### [ACTIONS TO TAKE]
1. Please reproduce word for word the part of the passage on making decisions starting with "What’s your main" and going on through "for your projects?".
2. Carry on the passage on making decisions from its last sentence.

What galleries or museums to visit. Take opportunities to see whatever interesting exhibitions are open in your city or the city you visit.
As a proverb says, “When life gives you lemons, make lemonade.”
Long-term decisions are usually based on personal philosophy of life. You use logic and strategies to direct your energy towards growth. Otherwise, your life will likely stagnate or destroy you, and you will have lots of regrets about living conditions.
Where to live. Your living location and conditions will have an effect on your solitude or social life, career, love life, speed and rhythm of daily routine, etc. You can choose to live with your relatives, in a shared apartment with flatmates, in a dormitory, in a rented or owned apartment, house, or villa. And all that will have different outcomes on your future life.
What to study. Your job opportunities, quality of life, and overall happiness in your life will depend on what you learn at University, College, Academy, or Professional School. Will you study something that you are interested in or something that your parents were impressed about? Will you learn something that you are passionate about, something that the market demands, or something in between?
Where to work. Will you work for survival, self-expression, self-fulfillment, or a local or global mission? It all depends on what job you will choose and how it matches your personality. Will, each of your employment, be the basis for your following ones, or will they be just a waste of career experience while searching for your field?
What name to give to your baby. In my life, I’ve met people who hated their first or last names because those names made them difficult to reach the expectations they had from life. Not in all countries, it is possible to change your name. So when choosing a name for your newborn, choose wisely.
What name to give to your company, product, or service. Just as for the baby name, the name of your business can also have a long-lasting effect. Especially if you care not only about the sales but also about your company’s branding and distant future.
What goals to aim for. You can have many passions in life and lots of possible directions to go with your life. But which of those directions is the most optimal for your character, skills, and needs?
What’s your main reason for living. Why were you born on this planet? What’s the purpose of your life? These existential questions are definitely long-term and require deep self-analysis.
“Maturity is achieved when a person postpones immediate pleasures for long-term values.”
– Joshua L. Liebman
Some decisions can either be quick and spontaneous or thoughtful and logical depending on what kind of person you are:
What events, conferences, or festivals to go to. Are you going to different gatherings for entertainment or getting information and resources for your projects?
What books to read. Are you reading books to have rest or to get knowledge for your career and self-development?
What podcasts to listen to. Do you listen to podcasts to fill your silence with chitchat or to learn something valuable and inspirational for life?
What country to visit for vacation. Do you choose your traveling spontaneously, or do you have a bucket list for life?
What newspapers or magazines to subscribe to. Do you read whatever is popular or what supports your knowledge for lifestyle or career?
What theatre plays to watch. Do you go to theaters to have a good time or to widen your viewpoint?

### [DATASET ENTRIES]
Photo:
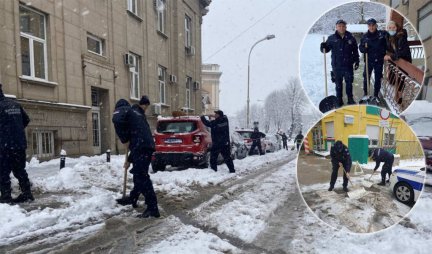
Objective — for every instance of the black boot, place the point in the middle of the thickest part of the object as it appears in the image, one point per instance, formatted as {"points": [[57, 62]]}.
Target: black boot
{"points": [[150, 213], [351, 101], [6, 198], [23, 197], [128, 201]]}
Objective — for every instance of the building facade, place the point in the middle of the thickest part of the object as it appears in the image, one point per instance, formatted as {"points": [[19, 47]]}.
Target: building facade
{"points": [[365, 120], [68, 62], [210, 87], [419, 12]]}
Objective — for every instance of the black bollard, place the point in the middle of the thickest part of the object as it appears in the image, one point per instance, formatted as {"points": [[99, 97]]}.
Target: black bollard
{"points": [[108, 155], [62, 159]]}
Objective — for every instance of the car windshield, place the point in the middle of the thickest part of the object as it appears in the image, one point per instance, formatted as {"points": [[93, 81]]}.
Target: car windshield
{"points": [[176, 127], [245, 134]]}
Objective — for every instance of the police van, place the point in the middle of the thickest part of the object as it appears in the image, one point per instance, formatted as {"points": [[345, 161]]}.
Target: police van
{"points": [[407, 184]]}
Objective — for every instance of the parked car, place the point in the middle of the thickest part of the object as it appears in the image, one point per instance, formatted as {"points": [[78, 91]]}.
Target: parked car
{"points": [[427, 148], [246, 134], [271, 143], [181, 142], [407, 184], [239, 150]]}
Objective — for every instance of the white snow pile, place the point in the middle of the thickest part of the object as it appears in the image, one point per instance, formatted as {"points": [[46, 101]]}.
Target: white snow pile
{"points": [[189, 239], [247, 215]]}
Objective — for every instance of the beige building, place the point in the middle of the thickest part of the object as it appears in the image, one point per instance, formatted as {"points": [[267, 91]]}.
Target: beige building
{"points": [[68, 62], [210, 87], [419, 12]]}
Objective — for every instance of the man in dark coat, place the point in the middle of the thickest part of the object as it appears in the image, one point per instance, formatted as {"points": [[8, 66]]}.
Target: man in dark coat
{"points": [[141, 147], [340, 157], [380, 155], [298, 140], [256, 141], [13, 145], [284, 141], [344, 56], [376, 50], [220, 140]]}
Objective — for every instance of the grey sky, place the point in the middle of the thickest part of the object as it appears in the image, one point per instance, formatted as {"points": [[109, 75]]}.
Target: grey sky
{"points": [[273, 61]]}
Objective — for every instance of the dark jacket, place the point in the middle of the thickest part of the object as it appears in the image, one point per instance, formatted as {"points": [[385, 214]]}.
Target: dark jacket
{"points": [[397, 46], [340, 153], [256, 136], [377, 45], [299, 138], [141, 137], [219, 131], [13, 121], [380, 155], [344, 51]]}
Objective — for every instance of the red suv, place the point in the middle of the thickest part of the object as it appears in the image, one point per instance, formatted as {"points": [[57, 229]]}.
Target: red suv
{"points": [[181, 141]]}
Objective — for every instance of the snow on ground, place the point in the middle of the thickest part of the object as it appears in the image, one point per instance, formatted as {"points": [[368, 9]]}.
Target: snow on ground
{"points": [[413, 236], [189, 239], [83, 193], [247, 215]]}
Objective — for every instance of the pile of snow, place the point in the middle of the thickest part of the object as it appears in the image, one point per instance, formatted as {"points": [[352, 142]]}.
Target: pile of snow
{"points": [[189, 239], [247, 215]]}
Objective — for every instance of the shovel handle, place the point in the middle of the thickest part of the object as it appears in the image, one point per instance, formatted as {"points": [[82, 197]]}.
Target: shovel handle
{"points": [[325, 69]]}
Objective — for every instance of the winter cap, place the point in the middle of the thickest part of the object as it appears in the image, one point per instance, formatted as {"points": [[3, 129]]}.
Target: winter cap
{"points": [[340, 21], [371, 22], [219, 112], [144, 100]]}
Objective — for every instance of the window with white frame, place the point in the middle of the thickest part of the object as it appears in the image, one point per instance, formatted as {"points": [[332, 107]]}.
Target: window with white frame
{"points": [[188, 91], [161, 12], [43, 143], [162, 84], [133, 6], [188, 31], [373, 133], [389, 137], [424, 21], [134, 70], [95, 44], [33, 43]]}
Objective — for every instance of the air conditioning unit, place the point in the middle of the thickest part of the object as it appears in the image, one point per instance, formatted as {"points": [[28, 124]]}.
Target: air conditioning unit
{"points": [[191, 51], [173, 78], [197, 85], [130, 60], [156, 109]]}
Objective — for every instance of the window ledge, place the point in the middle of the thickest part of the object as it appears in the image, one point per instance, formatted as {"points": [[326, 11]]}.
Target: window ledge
{"points": [[162, 34], [38, 81], [134, 16]]}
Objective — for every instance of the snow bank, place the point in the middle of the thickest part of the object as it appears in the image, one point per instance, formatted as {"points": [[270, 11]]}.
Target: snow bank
{"points": [[189, 239]]}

### [TASK-BY-TASK RESULTS]
1.
What’s your main reason for living. Why were you born on this planet? What’s the purpose of your life? These existential questions are definitely long-term and require deep self-analysis.
“Maturity is achieved when a person postpones immediate pleasures for long-term values.”
– Joshua L. Liebman
Some decisions can either be quick and spontaneous or thoughtful and logical depending on what kind of person you are:
What events, conferences, or festivals to go to. Are you going to different gatherings for entertainment or getting information and resources for your projects?

2.
If you consider that your time is limited, you will probably try to save it by choosing what goes along with your values and goals. You will visit events, read books, and listen to podcasts useful for your primary activities. On the other hand, if you consider that your time is limitless, you will make decisions based on what feels right at the moment: you will go to events that will seem attractive, shocking, or inspiring. You will read books that entertain you much. You will listen to podcasts where the people seem most charismatic or grounded according to your preferences or where the topics seem interesting to you.
How to solve short or long-term decisions?
You can make short-term decisions using intuition, common sense, or randomness. For example, it doesn’t really matter so much what exactly you gonna wear today at work. What matters more is what clothes you buy to wear for work. It doesn’t really matter what dish you are going to try today. What matters more is what diet you are going to take in your life. It doesn’t matter too much what song you will listen to today at your lunch break. What matters more is in what mood and mindset your playlists are going to put you into.
When it comes to short-term decisions, choose what inspires you or solves a problem.
When it comes to long-term decisions, it’s better to weigh the options before making a decision. And for this reason, the most valuable tool to do that is probably the strategic prioritizer “1st things 1st”. Half an hour of prioritizing with “1st things 1st” can save you from months or even years of frustration and regrets. “1st things 1st” lets you make the most optimal decisions based on your knowledge and intuition.
This is how it goes. First, you start prioritization by defining your success criteria. Second, you list out things to prioritize. Third, you rate each item by each measure. And lastly, the tool calculates your priorities and groups them into something to choose for sure, things to consider, and things to eliminate or skip. It’s as easy as that.
Managers in big corporations like Amazon, Virgin, and Facebook use a particular problem-solving approach. Whenever they face a decision to make, at first, they determine if that decision is a two-way door decision or a one-way door decision. Two-way door decisions are cheap. You can try them, see if they work, and get back to the starting point in case of failure. One-way door decisions are harsh. They are related to significant risks and things that you can’t reverse. And even if you do get back, you will never be at the same point where you started. One-way decisions require thorough considerations and should never be rushed.
Corporations are corporations, but can we use this decision-making approach in our own daily lives? Absolutely. Have a look at several custom-tailored examples of how you could make one-way decisions.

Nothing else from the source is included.